*** Opening GIVEN INFORMATION ***

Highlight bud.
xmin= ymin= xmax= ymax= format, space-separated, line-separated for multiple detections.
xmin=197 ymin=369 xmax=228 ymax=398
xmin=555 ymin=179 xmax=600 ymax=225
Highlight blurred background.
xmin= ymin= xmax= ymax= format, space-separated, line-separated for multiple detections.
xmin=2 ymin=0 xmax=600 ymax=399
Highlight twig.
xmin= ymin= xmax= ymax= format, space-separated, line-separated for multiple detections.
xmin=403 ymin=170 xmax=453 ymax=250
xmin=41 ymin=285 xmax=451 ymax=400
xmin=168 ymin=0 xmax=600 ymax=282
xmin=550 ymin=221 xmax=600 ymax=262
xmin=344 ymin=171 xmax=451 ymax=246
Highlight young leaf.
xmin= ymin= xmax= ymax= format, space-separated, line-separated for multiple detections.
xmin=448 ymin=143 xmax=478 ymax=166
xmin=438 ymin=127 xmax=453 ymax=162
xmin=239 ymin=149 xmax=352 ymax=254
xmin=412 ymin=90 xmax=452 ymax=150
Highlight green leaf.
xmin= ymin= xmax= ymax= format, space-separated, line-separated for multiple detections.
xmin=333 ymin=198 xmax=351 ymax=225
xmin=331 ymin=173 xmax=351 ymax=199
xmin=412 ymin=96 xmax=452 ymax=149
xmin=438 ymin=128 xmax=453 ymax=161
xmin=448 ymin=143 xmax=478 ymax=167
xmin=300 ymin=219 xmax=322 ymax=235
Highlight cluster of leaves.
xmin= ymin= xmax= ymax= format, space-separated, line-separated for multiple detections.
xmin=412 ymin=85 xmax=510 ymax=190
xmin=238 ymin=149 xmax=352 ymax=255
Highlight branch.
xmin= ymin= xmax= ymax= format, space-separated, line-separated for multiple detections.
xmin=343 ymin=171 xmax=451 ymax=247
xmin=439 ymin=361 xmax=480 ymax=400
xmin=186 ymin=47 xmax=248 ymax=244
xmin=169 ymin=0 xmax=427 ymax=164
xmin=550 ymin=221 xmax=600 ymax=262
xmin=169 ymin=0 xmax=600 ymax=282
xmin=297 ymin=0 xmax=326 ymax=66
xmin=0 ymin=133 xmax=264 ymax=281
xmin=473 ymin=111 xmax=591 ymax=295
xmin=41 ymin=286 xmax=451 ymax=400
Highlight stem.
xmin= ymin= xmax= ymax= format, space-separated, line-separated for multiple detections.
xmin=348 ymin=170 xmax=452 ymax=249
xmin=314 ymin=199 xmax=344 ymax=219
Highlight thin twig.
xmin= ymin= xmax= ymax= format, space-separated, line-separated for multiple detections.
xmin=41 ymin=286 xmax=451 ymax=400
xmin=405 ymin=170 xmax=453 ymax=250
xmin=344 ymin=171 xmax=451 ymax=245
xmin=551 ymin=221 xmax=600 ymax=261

*** Closing GIVEN INFORMATION ***

WORK ORDER: Restate, word for word and with nothing added, the lines from the beginning of the records above through the line that contains "Highlight blurred background.".

REPLY TO THE EXERCISE:
Highlight bud.
xmin= ymin= xmax= ymax= format, space-separated, line-separated for multiple detections.
xmin=197 ymin=369 xmax=228 ymax=398
xmin=555 ymin=179 xmax=600 ymax=225
Highlight blurred background.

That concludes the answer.